Given problem —
Return every one of the following records line for line, with no change to any character.

.....

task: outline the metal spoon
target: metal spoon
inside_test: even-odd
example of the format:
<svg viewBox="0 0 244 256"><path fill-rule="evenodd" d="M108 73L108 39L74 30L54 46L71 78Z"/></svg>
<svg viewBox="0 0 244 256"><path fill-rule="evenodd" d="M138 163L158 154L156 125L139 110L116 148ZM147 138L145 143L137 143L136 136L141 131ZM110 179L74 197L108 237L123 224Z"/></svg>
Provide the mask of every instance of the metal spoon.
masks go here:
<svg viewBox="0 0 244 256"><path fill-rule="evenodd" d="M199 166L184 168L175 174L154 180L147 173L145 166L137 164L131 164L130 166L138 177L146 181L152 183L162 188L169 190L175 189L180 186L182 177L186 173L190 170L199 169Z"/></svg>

.....

Output of the exercise —
task: outline the metal spoon
target: metal spoon
inside_test: even-odd
example of the format:
<svg viewBox="0 0 244 256"><path fill-rule="evenodd" d="M108 73L108 39L74 30L54 46L71 78Z"/></svg>
<svg viewBox="0 0 244 256"><path fill-rule="evenodd" d="M138 163L158 154L156 125L139 110L116 148ZM147 138L145 143L137 143L136 136L141 131ZM110 179L74 197L108 237L123 224Z"/></svg>
Provide the mask of every instance of the metal spoon.
masks go here:
<svg viewBox="0 0 244 256"><path fill-rule="evenodd" d="M199 166L184 168L175 174L154 180L147 173L145 166L137 164L131 164L130 166L138 177L146 181L152 183L162 188L169 190L175 189L180 186L182 177L186 173L190 170L199 169Z"/></svg>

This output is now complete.